### Tugas Latihan
[1] Mohon salin kata demi kata bagian teks tentang Soekarno yang dibuka dengan kata-kata yang memuat "Bentuk negara sebenarnya" dan ditutup dengan "Kediri, Jawa Timur.".
[2] Menurut teks tentang Soekarno, pada tahun berapa Tan Malaka merumuskan bentuk negara melalui bukunya?

### Dokumen Sumber
------------
Dialog menarik terjadi ketika Koesno—nama kecil Soekarno—ditanya seorang teman Belandanya, apakah ia Marxis? Soekarno tegas menjawab: iya, sambil meneruskan Ia juga seorang muslim. Sebab Islam dan Marxis sama-sama memperjuangkan kaum tertindas (mustad’afin). Namun Ia menolak disebut sebagai Komunis. Sebab menjadi seorang marxis jelas berbeda dengan menjadi seorang komunis. Puluhan tahun kemudian, di tahun 1926, Soekarno menulis artikel bernas berjudul Nasionalisme, Islamisme dan Marxisme. Konsep ini kelak dikemudian hari ditransformasikan Soekarno menjadi Nasakom (Nasionalisme, Agama dan Komunis).

Tentang ideologi, ada yang menggelitik dalam film ini yaitu ketika Soekarno akan menyampaikan pidatonya tentang dasar negara di sidang BPUPKI. Sidang sempat kacau ketika ada salah satu peserta yang dengan berapi-api menyebut dasar negara Indonesia harus Islam karena sebagian besar penduduk Indonesia adalah Islam. Usul ini ternyata disambiut riuh dan gaduh. Soekarno kemudian dengan cemerlangnya menjelaskan pemikirannya tentang Pancasila sebagai dasar negara yang diamini seluruh peserta sidang. Hal ini mengingatkan kita dengan golongan-golongan yang saat ini kencang menyuarakan desakan agar dasar negara diganti dari Pancasila menjadi asas Islam. Ternyata perdebatan tersebut sebenarnya telah selesai 68 tahun kemarin.

Tak hanya dasar negara, perdebatan tentang bentuk negara juga telah dimulai jauh sebelum Indonesia merdeka. Dalam film digambarkan bahwa Jepang mengusulkan agar Indonesia berbentuk monarki konstitusional dengan Soekarno sebagai raja dan Hatta sebagai perdana menteri. Namun mereka tidak setuju, Hatta malah mengusulkan agar Indonesia kelak berbentuk federasi. Menjadi negara federal seperti Amerika Serikat. Tetapi Bung Karno tidak setuju dan memutuskan untuk membawa ke sidang BPUPKI dan kemudian sidang PPKI tentang bentuk negara.

Bentuk negara sebenarnya sudah dirumuskan oleh salah satu founding father yang kerap terlupakan: Datuk Ibrahim Tan Malaka alias Tan Malaka pada 1925 melalui bukunya Naar de Republiek Indonesia (Menuju Republik Indonesia). 20 tahun sebelum Indonesia merdeka, Tan telah mengatakan bahwa Indonesia nanti akan berbentuk republik. Namun Tan juga tidak beruntung, Ia meninggal ditembak oleh tentara dari republik yang dirancangnya pada 21 Februari 1949 di kaki Gunung Wilis, Kediri, Jawa Timur.
------------
### Blok Data
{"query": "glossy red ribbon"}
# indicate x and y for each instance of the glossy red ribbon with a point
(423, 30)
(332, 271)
------------
### Latihan Terjawab
[1]
Bentuk negara sebenarnya sudah dirumuskan oleh salah satu founding father yang kerap terlupakan: Datuk Ibrahim Tan Malaka alias Tan Malaka pada 1925 melalui bukunya Naar de Republiek Indonesia (Menuju Republik Indonesia). 20 tahun sebelum Indonesia merdeka, Tan telah mengatakan bahwa Indonesia nanti akan berbentuk republik. Namun Tan juga tidak beruntung, Ia meninggal ditembak oleh tentara dari republik yang dirancangnya pada 21 Februari 1949 di kaki Gunung Wilis, Kediri, Jawa Timur.

[2] Pada tahun 1925, melalui buku Naar de Republiek Indonesia.